## Given text
----------

Opening night for Sherlock Holmes and the Raven’s Curse, written by R. Hamilton Wright, had been repeatedly pushed back until the province moved into the current step of its Roadmap to Recovery. For Hall, whose other commitments pulled him back to Western Canada a week ago, that meant he had to miss the debut performance.
“Originally, I was meant to be in Niagara until about the 15th of July,” Hall tells The Local. “It’s tough. I always say directors don’t finish, we kind of abandon our babies. Very often by the time I’m done, I’ve seen it two dozen times, and I’m kind of ready to let it go. With this one, I feel like I left before I was ready to go, but not before the show was ready to go.”
Hall feels he has left the show in incredibly capable hands.
Atkins, who also appears in The Devil’s Disciple at Shaw this summer, is back in the lead role of the much-loved detective. Also reprising their 2018 roles are Shaw veterans Ric Reid as Dr. Watson, and Claire Julien as Mrs. Hudson. The remainder of the ensemble is largely composed of Shaw regulars.
“Damien, Ric and Claire and I all have this shorthand, having done one of these before,” explains Hall. “You do sort of build off of what was built before. It’s also the same playwright, so there’s also a common language there.”
“Damien is a playwright himself,” Hall continues, “and in the short time that he’s been doing Sherlock Holmes, he’s become a bit of a Sherlock Holmes fanatic. He has a deep, deep knowledge of Conan Doyle and the Sherlock canon. I have a lot of faith in what they need from the piece, and they kind of become de facto leaders in the ensemble.”
Though the characters themselves are iconic, the story is an original, created by playwright Wright. Hall describes the play as “Sherlock Holmes meets Downton Abbey,” and says it will appeal to fans of both franchises.

----------

(Collected data entries)

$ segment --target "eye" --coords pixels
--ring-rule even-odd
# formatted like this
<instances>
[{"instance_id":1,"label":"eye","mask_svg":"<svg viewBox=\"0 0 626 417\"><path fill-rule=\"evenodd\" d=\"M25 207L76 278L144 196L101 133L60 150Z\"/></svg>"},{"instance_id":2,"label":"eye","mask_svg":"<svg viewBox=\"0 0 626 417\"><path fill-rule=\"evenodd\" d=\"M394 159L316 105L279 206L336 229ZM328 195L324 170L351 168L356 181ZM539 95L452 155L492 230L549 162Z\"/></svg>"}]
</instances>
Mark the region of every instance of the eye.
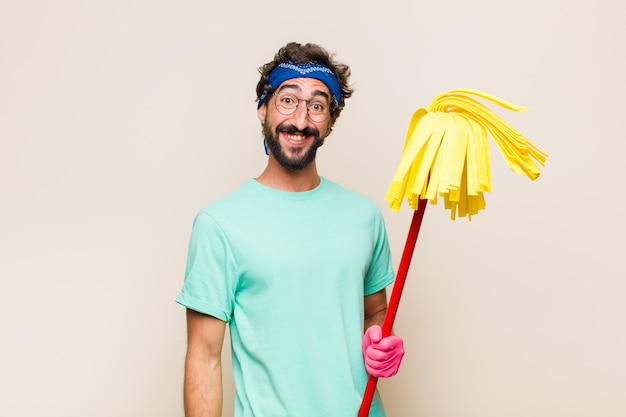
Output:
<instances>
[{"instance_id":1,"label":"eye","mask_svg":"<svg viewBox=\"0 0 626 417\"><path fill-rule=\"evenodd\" d=\"M322 113L324 110L326 110L326 104L322 103L321 101L314 101L309 106L309 109L316 113Z\"/></svg>"},{"instance_id":2,"label":"eye","mask_svg":"<svg viewBox=\"0 0 626 417\"><path fill-rule=\"evenodd\" d=\"M292 96L282 96L280 98L280 102L286 106L293 106L295 103L297 103L296 99L293 98Z\"/></svg>"}]
</instances>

----------

## Exercise tasks
1. Answer these questions using the article:
(a) Who wrote Sherlock Holmes and the Raven's Curse?
(b) Which actor plays Dr. Watson?
(c) How does Hall describe the play?
2. List every actor the article names for this production, along with the role each one plays.

## List of answers
1.
(a) R. Hamilton Wright
(b) Ric Reid
(c) As "Sherlock Holmes meets Downton Abbey"

2.
- Atkins: Sherlock Holmes
- Ric Reid: Dr. Watson
- Claire Julien: Mrs. Hudson